* EXERCISE INSTRUCTIONS
Pictures stay out; everything else in the records below is copied exactly.

* DATA ENTRIES

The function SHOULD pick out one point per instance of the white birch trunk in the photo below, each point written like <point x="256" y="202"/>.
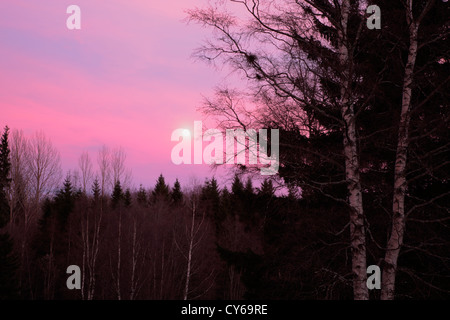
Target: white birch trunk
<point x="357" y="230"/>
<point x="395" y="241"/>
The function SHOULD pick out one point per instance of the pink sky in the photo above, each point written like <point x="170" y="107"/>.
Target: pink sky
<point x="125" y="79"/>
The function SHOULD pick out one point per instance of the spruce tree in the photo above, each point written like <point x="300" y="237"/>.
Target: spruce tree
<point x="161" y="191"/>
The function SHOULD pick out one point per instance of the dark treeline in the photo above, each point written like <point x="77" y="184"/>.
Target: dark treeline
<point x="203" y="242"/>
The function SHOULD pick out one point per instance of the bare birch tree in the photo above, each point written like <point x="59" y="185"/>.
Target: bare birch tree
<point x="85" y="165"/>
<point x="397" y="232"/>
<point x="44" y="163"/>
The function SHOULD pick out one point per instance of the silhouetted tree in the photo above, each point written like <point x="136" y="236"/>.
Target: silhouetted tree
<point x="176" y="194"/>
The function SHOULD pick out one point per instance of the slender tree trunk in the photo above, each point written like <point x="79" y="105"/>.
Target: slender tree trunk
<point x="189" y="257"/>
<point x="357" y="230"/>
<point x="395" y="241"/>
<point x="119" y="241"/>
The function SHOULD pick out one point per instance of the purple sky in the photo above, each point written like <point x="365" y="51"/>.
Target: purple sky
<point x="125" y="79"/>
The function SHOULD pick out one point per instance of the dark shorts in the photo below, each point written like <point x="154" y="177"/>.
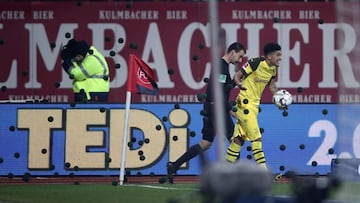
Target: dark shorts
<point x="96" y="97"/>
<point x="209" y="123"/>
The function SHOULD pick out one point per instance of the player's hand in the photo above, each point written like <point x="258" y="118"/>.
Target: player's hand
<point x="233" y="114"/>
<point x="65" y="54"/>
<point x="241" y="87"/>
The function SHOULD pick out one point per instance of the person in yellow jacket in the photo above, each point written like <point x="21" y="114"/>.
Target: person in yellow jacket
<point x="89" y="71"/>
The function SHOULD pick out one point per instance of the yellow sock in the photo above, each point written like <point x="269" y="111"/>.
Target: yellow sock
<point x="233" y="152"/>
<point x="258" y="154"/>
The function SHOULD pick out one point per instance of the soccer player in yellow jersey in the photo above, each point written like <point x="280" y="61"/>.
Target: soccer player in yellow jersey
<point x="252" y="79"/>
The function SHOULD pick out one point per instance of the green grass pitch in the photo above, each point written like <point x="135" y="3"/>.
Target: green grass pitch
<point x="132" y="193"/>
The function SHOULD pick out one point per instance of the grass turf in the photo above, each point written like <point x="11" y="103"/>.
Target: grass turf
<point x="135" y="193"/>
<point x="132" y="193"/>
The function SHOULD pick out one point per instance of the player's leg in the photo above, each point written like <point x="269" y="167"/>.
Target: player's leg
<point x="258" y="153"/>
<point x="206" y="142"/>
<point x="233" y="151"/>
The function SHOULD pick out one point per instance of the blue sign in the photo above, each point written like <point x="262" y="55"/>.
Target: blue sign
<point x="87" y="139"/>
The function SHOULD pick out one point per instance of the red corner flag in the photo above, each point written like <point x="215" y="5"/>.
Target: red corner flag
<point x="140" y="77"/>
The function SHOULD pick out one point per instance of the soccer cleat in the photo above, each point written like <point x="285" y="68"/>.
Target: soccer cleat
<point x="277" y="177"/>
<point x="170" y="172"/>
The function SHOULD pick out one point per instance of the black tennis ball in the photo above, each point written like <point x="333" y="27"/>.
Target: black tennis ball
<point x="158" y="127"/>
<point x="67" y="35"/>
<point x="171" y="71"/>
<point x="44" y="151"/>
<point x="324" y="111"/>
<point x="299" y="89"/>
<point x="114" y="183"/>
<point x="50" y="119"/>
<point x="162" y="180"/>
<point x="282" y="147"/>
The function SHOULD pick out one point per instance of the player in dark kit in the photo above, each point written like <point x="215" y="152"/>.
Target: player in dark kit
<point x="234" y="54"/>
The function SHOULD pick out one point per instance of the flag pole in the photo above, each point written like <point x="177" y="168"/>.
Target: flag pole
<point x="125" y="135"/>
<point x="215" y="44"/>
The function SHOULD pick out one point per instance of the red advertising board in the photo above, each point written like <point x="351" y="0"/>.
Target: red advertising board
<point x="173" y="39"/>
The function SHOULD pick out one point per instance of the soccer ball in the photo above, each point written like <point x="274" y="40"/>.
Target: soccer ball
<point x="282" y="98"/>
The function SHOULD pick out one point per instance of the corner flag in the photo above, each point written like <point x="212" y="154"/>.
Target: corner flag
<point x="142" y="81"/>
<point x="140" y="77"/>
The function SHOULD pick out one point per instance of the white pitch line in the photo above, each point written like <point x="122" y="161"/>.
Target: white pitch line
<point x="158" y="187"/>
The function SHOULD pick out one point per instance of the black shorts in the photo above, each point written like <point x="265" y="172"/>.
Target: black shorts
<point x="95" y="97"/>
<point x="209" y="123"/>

* OUTPUT BELOW
The function SHOULD pick out one point per instance of the white birch trunk in the photo below, each point written like <point x="256" y="202"/>.
Target: white birch trunk
<point x="357" y="230"/>
<point x="395" y="241"/>
The function SHOULD pick out one point per instance of the pink sky in the photo above, each point written like <point x="170" y="107"/>.
Target: pink sky
<point x="125" y="79"/>
The function SHOULD pick out one point per instance of the spruce tree in the photo above, each point written like <point x="300" y="237"/>.
Target: spruce tree
<point x="161" y="191"/>
The function SHOULD pick out one point per instance of the dark treeline in the photo above, each point written like <point x="77" y="184"/>.
Target: dark treeline
<point x="203" y="242"/>
The function SHOULD pick out one point per instance of the bare birch tree in the photo above, each point written like <point x="59" y="185"/>.
Target: bare birch tree
<point x="85" y="165"/>
<point x="397" y="232"/>
<point x="44" y="163"/>
The function SHOULD pick out one point per instance of the silhouetted tree in the photo above, each point written like <point x="136" y="236"/>.
Target: silhouetted tree
<point x="176" y="194"/>
The function SHOULD pick out one point per instance of the slender tree trunk in the photo above, each point written like <point x="79" y="105"/>.
Target: slender tree trunk
<point x="189" y="257"/>
<point x="357" y="230"/>
<point x="395" y="241"/>
<point x="119" y="241"/>
The function SHOULD pick out one point per instance of the purple sky in the photo above, each point written like <point x="365" y="51"/>.
Target: purple sky
<point x="125" y="79"/>
The function SHOULD pick out one point per instance of the dark shorts in the photo below, each point written like <point x="154" y="177"/>.
Target: dark shorts
<point x="96" y="97"/>
<point x="209" y="123"/>
The function SHOULD pick out one point per instance of the player's hand in the photo above, each point written like <point x="258" y="118"/>.
Target: player's hand
<point x="233" y="114"/>
<point x="65" y="54"/>
<point x="241" y="87"/>
The function SHOULD pick out one point per instance of the person in yellow jacket in the photo above, each point written like <point x="21" y="114"/>.
Target: person in yellow jacket
<point x="89" y="71"/>
The function SHOULD pick out one point per instance of the yellow sock in the photo above, each point written like <point x="269" y="111"/>.
Target: yellow sock
<point x="233" y="152"/>
<point x="258" y="154"/>
The function SHOULD pick out one point per instance of the soccer player in yellow jersey in the photo above, each point written like <point x="280" y="61"/>.
Target: soccer player in yellow jersey
<point x="252" y="79"/>
The function SHOULD pick out one point per instance of the green grass pitch in the photo above, each point written like <point x="135" y="3"/>.
Target: green grass pitch
<point x="132" y="193"/>
The function SHOULD pick out one point per instance of the grass turf in the photo above, each point written like <point x="11" y="103"/>.
Target: grass turf
<point x="135" y="193"/>
<point x="132" y="193"/>
The function SHOULD pick out one point per instance of the player's leg in the photo above, each point written like <point x="269" y="167"/>.
Target: player's leg
<point x="258" y="153"/>
<point x="206" y="142"/>
<point x="233" y="151"/>
The function SHOULD pick out one point per instance of the blue sign in the photo above, each point written like <point x="262" y="55"/>.
Target: blue sign
<point x="87" y="139"/>
The function SHOULD pick out one point per instance of the red corner flag in the photo above, each point written like <point x="215" y="5"/>.
Target: red corner flag
<point x="140" y="77"/>
The function SHOULD pick out one point per instance of the soccer cleat in the photo above, each point written like <point x="285" y="68"/>.
Target: soccer cleat
<point x="277" y="177"/>
<point x="170" y="172"/>
The function SHOULD pick out one point per instance of the black tennis ball in the photo above, each point written like <point x="333" y="27"/>.
Target: black tennis ball
<point x="158" y="127"/>
<point x="67" y="35"/>
<point x="171" y="71"/>
<point x="44" y="151"/>
<point x="324" y="111"/>
<point x="299" y="89"/>
<point x="114" y="183"/>
<point x="50" y="119"/>
<point x="162" y="180"/>
<point x="282" y="147"/>
The function SHOULD pick out one point per instance of the player in dark kit in the photo above, each point written like <point x="215" y="152"/>.
Target: player in dark kit
<point x="234" y="54"/>
The function SHOULD pick out one point per instance of the flag pole in the photo above, each point written like <point x="177" y="168"/>.
Target: flag pole
<point x="125" y="135"/>
<point x="215" y="44"/>
The function SHOULD pick out one point per instance of the red advertising board in the photo above, each point written like <point x="351" y="0"/>.
Target: red advertising board
<point x="173" y="39"/>
The function SHOULD pick out one point per instance of the soccer ball in the photo above, each point written like <point x="274" y="40"/>.
Target: soccer ball
<point x="282" y="98"/>
The function SHOULD pick out one point per instance of the corner flag in the photo above, each point written like <point x="212" y="154"/>.
Target: corner flag
<point x="142" y="81"/>
<point x="140" y="77"/>
The function SHOULD pick out one point per instance of the white pitch line in the photo above, each point written like <point x="122" y="161"/>.
Target: white pitch line
<point x="158" y="187"/>
The function SHOULD pick out one point per instance of the black shorts in the photo above, each point written like <point x="265" y="172"/>.
Target: black shorts
<point x="95" y="97"/>
<point x="209" y="123"/>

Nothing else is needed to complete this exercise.